DATASET RECORDS -
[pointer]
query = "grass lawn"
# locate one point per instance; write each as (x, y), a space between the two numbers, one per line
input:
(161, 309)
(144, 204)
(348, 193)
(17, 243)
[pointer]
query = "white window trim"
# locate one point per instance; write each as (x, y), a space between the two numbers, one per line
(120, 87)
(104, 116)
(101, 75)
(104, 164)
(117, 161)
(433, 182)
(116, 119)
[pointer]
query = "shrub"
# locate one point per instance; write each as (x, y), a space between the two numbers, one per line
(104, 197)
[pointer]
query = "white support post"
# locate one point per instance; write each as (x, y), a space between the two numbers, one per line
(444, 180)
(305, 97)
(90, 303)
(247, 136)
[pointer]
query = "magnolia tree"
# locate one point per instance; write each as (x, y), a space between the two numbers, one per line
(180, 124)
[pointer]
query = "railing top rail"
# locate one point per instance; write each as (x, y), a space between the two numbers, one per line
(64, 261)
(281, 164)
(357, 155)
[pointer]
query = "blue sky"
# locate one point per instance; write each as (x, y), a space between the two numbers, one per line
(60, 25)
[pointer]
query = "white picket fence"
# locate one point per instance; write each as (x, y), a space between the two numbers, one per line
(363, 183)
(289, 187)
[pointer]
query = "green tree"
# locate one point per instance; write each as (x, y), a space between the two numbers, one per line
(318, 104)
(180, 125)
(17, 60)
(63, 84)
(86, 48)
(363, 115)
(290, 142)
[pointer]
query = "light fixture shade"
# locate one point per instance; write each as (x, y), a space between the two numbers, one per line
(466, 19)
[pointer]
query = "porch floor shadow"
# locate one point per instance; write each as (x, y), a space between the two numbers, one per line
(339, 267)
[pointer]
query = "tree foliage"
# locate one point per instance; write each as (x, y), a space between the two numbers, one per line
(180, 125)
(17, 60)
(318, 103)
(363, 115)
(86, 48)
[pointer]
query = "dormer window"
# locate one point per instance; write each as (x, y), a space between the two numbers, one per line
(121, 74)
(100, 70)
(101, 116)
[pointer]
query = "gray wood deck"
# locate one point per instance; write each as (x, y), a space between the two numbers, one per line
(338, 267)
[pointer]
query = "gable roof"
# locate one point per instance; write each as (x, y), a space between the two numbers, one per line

INSTRUCTIONS FOR THE TASK - Go through the listing above and return every line where the word "white" occurs.

EXERCISE ANSWER -
query = "white window trim"
query = "white support post"
query = "white picket fence"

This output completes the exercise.